# [REQUIRED TASK]
Copy out everything from the line containing "the airplane engine" down to the last of the items below, requests included, and add -125 to every coordinate in the answers. Leave the numbers in the requests and their format samples unchanged.

# [EXCERPTED RECORDS]
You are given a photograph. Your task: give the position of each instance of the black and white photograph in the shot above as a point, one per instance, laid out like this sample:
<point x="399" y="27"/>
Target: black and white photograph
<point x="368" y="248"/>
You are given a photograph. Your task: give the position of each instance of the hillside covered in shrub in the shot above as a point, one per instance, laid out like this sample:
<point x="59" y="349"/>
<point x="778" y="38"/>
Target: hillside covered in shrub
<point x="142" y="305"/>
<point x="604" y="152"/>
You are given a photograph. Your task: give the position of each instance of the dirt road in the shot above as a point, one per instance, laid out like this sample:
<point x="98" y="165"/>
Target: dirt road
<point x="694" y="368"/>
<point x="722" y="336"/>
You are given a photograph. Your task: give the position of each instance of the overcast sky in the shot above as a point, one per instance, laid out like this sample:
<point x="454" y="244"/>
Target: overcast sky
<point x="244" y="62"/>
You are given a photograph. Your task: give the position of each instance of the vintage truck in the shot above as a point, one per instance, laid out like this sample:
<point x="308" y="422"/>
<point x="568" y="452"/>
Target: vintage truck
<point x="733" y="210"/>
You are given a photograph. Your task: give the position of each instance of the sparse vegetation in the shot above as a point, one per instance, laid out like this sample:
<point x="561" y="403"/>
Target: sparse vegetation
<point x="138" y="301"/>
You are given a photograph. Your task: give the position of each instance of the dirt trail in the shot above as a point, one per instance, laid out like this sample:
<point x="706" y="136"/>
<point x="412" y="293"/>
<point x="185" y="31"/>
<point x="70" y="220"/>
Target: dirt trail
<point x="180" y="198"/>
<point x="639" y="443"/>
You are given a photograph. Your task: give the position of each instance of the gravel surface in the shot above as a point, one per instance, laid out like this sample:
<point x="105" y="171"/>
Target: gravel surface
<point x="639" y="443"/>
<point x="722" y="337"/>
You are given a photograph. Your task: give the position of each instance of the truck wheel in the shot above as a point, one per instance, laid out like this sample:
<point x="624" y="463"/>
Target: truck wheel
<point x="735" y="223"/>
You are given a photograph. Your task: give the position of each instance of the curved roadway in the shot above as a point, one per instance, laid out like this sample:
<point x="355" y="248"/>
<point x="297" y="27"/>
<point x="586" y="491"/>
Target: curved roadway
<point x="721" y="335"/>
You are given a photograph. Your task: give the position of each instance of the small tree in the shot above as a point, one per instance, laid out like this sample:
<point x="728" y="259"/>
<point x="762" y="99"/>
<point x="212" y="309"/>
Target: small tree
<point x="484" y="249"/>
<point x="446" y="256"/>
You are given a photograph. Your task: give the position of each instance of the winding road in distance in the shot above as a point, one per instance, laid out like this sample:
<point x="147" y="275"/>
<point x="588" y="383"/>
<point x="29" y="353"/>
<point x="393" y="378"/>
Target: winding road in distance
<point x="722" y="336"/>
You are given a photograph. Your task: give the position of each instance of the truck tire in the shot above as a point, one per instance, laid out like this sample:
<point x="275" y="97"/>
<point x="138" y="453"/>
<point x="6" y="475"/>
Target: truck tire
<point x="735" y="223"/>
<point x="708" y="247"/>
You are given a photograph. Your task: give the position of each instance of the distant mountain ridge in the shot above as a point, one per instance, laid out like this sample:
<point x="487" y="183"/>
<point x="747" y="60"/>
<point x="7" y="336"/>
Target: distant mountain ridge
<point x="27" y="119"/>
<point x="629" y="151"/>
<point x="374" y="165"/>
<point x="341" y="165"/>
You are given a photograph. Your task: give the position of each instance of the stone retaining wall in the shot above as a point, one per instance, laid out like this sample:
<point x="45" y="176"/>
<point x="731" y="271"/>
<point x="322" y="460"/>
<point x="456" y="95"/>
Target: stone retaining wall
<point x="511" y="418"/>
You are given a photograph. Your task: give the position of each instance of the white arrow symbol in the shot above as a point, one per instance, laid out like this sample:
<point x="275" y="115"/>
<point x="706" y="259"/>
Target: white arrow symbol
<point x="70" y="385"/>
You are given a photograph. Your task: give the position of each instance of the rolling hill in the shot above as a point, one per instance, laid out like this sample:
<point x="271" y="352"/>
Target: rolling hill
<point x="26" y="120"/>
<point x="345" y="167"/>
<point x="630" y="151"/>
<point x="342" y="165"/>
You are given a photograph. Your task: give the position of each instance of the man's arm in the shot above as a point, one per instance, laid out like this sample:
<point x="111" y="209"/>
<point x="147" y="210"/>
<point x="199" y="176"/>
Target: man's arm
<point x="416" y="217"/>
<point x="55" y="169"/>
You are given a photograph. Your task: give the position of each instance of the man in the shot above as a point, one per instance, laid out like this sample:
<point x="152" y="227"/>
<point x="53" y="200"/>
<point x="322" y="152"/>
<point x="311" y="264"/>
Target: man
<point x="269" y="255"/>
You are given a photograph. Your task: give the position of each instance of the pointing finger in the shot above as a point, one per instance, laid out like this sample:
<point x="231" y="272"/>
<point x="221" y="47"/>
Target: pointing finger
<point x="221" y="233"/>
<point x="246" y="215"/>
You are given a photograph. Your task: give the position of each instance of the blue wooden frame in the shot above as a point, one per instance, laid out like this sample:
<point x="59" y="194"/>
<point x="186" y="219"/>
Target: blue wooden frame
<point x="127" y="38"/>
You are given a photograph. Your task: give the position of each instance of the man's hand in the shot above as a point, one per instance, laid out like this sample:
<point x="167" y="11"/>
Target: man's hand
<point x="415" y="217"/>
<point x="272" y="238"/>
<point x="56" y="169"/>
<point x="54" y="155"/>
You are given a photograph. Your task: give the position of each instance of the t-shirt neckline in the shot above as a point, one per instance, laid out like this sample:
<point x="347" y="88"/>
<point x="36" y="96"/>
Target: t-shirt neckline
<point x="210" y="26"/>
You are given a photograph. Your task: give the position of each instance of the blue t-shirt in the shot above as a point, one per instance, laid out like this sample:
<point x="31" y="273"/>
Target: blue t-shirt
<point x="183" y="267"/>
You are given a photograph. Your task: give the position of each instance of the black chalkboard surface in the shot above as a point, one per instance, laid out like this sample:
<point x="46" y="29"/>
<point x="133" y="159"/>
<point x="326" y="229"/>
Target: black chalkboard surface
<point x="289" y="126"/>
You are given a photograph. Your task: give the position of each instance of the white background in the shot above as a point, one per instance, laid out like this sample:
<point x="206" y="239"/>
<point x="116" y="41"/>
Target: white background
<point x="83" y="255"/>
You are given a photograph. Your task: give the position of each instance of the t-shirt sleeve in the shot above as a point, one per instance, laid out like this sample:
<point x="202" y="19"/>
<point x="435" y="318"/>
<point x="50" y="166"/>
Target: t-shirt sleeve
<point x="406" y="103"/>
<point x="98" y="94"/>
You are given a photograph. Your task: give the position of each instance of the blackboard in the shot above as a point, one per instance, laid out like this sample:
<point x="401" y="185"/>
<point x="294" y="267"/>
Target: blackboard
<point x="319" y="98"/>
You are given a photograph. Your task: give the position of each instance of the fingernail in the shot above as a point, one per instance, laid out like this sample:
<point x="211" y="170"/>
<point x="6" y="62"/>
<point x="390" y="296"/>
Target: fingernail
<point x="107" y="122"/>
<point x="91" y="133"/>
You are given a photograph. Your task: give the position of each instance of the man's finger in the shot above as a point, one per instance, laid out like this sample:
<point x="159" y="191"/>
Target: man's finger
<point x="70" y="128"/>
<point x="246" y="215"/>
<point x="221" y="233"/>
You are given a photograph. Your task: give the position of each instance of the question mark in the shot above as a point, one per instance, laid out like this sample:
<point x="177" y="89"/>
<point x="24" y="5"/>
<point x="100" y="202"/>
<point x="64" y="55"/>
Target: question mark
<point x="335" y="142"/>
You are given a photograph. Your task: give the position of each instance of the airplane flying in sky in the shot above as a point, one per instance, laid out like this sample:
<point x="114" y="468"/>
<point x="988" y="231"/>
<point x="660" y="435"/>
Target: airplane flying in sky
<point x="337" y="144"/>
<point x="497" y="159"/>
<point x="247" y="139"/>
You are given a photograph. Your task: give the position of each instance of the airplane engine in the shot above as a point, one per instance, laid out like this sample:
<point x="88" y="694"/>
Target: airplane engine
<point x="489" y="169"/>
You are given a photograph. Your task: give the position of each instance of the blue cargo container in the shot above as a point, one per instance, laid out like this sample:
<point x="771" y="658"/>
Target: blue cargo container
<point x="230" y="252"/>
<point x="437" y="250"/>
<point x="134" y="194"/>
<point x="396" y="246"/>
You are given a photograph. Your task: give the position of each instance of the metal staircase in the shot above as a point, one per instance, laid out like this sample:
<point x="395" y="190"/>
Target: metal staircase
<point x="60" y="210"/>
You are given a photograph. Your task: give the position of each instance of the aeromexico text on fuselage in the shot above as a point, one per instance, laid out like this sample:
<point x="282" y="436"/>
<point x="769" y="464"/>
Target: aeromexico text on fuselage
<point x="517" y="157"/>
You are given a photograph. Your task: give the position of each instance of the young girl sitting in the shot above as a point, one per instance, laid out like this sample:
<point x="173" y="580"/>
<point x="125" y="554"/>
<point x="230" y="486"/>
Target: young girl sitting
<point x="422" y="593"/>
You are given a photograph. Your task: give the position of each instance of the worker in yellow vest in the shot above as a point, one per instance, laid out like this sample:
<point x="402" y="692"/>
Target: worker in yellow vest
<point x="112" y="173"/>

# [RESULT]
You are given a photograph. Your task: give the position of each instance of the airplane engine in the shot above as a point, one per instance, laid out like this sample:
<point x="88" y="694"/>
Target: airplane engine
<point x="364" y="44"/>
You are given a photograph. Your task: give the position of each instance of the blue cargo container in the shot above as a point, one per instance, laid out like this sample:
<point x="771" y="658"/>
Target: blue cargo container
<point x="105" y="127"/>
<point x="312" y="125"/>
<point x="9" y="69"/>
<point x="271" y="121"/>
You are given a photograph. Your task: give the position of each instance of the metal staircase in the shot above as a point, one per instance, laid out like this sample:
<point x="395" y="190"/>
Target: metal staircase
<point x="-65" y="85"/>
You are given a photograph. Your task: give the position of each instance of the aeromexico text on fuselage in the shot above as a point, one per instance, laid out like this sample:
<point x="282" y="436"/>
<point x="769" y="464"/>
Target: aeromexico text on fuselage
<point x="392" y="32"/>
You are given a photograph. Your task: give the position of each instance of the young girl sitting in the shot above as a point, one per instance, laid out like this sample:
<point x="173" y="580"/>
<point x="125" y="554"/>
<point x="230" y="486"/>
Target: young girl sitting
<point x="297" y="468"/>
You are given a photograph. Your task: give the position of each instance of the worker in yellow vest in the shot above as a point, one per instance, laid out like this sample:
<point x="402" y="692"/>
Target: worker in yellow vest
<point x="-13" y="48"/>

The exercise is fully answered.